• [Work to be completed] Please output every entry below exactly as written, leaving out any pictures.

START Extracted entries

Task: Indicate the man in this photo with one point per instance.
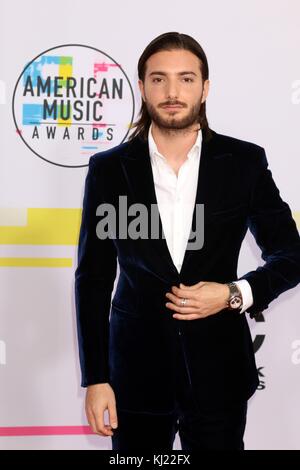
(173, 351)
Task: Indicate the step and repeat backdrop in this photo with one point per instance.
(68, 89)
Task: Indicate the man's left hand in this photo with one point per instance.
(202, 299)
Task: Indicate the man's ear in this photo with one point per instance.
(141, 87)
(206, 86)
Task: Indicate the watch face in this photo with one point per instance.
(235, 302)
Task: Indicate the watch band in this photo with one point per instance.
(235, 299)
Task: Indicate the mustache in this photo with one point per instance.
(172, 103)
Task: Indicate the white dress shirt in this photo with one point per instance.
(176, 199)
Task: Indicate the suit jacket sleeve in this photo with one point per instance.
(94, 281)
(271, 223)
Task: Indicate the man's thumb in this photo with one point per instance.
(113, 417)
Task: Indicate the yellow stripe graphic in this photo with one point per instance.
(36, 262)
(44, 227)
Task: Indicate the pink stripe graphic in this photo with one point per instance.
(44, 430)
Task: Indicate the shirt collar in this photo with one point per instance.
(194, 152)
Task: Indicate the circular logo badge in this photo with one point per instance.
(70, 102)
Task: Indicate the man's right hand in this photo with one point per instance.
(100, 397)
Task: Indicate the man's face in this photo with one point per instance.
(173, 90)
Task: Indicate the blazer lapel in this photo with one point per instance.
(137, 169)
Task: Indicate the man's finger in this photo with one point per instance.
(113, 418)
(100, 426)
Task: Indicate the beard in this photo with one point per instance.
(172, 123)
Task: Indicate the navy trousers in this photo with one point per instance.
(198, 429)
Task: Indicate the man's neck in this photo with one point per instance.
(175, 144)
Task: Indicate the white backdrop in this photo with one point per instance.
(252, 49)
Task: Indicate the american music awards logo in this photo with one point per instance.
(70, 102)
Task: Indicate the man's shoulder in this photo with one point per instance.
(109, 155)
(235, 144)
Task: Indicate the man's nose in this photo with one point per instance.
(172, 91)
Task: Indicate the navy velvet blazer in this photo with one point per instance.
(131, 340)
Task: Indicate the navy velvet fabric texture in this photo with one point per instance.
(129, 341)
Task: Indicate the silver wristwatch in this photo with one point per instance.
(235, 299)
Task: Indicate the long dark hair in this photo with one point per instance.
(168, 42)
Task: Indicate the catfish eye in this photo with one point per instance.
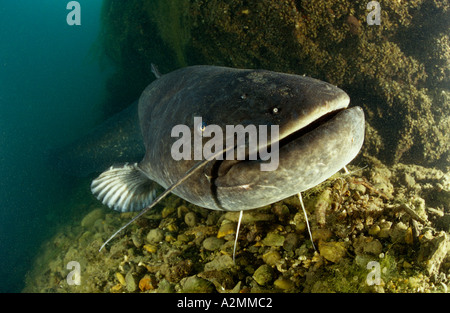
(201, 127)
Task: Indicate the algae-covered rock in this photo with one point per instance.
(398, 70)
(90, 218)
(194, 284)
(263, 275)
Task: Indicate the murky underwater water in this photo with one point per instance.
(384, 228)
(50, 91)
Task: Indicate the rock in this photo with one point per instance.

END Extracted entries

• [Finished task]
Task: Indicate the man in this photo with one point per instance.
(173, 351)
Task: Indicate the step and repeat backdrop in this photo with one point per instance.
(68, 89)
Task: Indicate the man's left hand in this photo with one point per instance.
(202, 299)
Task: Indicate the man's ear in this photo with one point per instance.
(141, 87)
(206, 86)
Task: Indicate the watch face in this photo with one point per instance.
(235, 302)
Task: Indicate the watch band in this photo with one point per instance.
(235, 299)
Task: Indicate the mustache in this photo with one point per instance.
(172, 103)
Task: Indicate the white dress shirt in this photo with one point per instance.
(176, 199)
Task: Indicate the suit jacket sleeve in this photo with one point per instance.
(94, 281)
(271, 223)
Task: Indicate the man's thumb in this photo with one point per instance.
(113, 417)
Task: Indicate the yellow stripe graphic in this photo with one point per instance.
(36, 262)
(44, 227)
Task: Indicate the pink stripe graphic in this photo with one point per instance.
(44, 430)
Task: Indicate the shirt collar in this photo with one point per instance.
(194, 152)
Task: Indicate the circular logo badge in this photo with one point per instance.
(70, 102)
Task: Indicate the man's right hand in this photo with one point per instance.
(100, 397)
Task: Indicate the man's face in this photo with one point per instance.
(173, 90)
Task: Indicate the blazer lapel in this photo with one point per instance.
(137, 169)
Task: Indicate the man's finger in this photo with one point per instance.
(113, 418)
(100, 426)
Task: Indicate the beard in this photo with one point per instance.
(172, 123)
Task: Indicate the navy trousers in this photo with one point per instance.
(198, 429)
Task: Indicate the man's neck in this photo with one point per instance.
(175, 144)
Task: Indicate the white backdrop in this photo with one point per instance.
(252, 49)
Task: Indicate the american music awards logo in this photo with one point per instance.
(70, 102)
Task: Indicate the man's shoulder in this photo with one point per instance.
(109, 155)
(235, 144)
Task: Indicate the man's nose in this photo with one point per instance.
(172, 91)
Task: Indicate the navy velvet blazer in this photo with one point per instance.
(131, 340)
Task: Indicate the navy velvet fabric texture in this photo with one point per instance.
(129, 341)
Task: Indicate the silver wristwatch in this photo with one point per instance.
(235, 299)
Task: Indicate the long dark hair in this photo with one point per instance.
(168, 42)
Task: Indicate the catfish eye in this photo with one point per instance.
(201, 127)
Task: Indicate the algae-covered rock in this photo with one point per instance.
(398, 70)
(90, 218)
(194, 284)
(263, 275)
Task: Indicate the murky underwater water in this photo with one point per instance.
(384, 228)
(50, 91)
Task: Indicate the rock in this photo with one point per instance.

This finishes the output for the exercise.